→ Task
Below are the records; copy exactly the stretch from the line containing "[output] one dot per instance, form <point>281,35</point>." through the line containing "[output] one dot per instance, form <point>207,54</point>.", both ends included, and nothing else.

*** Entries shown ***

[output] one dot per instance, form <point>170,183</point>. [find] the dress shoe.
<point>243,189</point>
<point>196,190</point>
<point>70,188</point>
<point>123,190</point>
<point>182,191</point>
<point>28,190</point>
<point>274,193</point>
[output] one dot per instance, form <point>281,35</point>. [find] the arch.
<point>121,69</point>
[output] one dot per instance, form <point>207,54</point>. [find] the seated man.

*** End of Entries shown ***
*** Entries shown ***

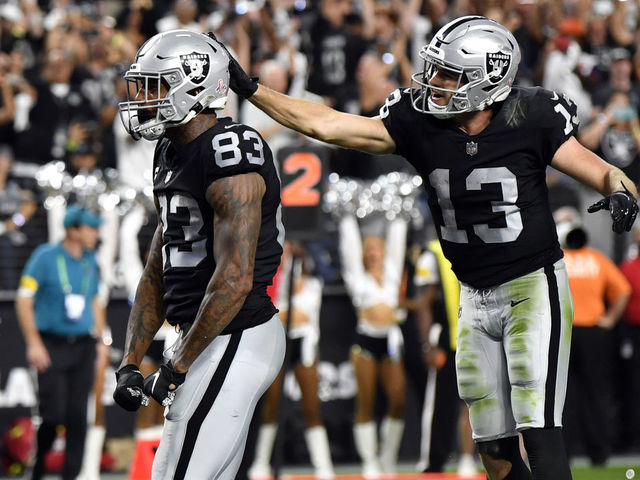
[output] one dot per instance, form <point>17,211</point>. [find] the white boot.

*** End of Entries shown ***

→ Output of the exercise
[output] one dot per instance, form <point>281,35</point>. [find] the arch.
<point>121,69</point>
[output] one dot per instance, form <point>207,54</point>. [find] the seated man.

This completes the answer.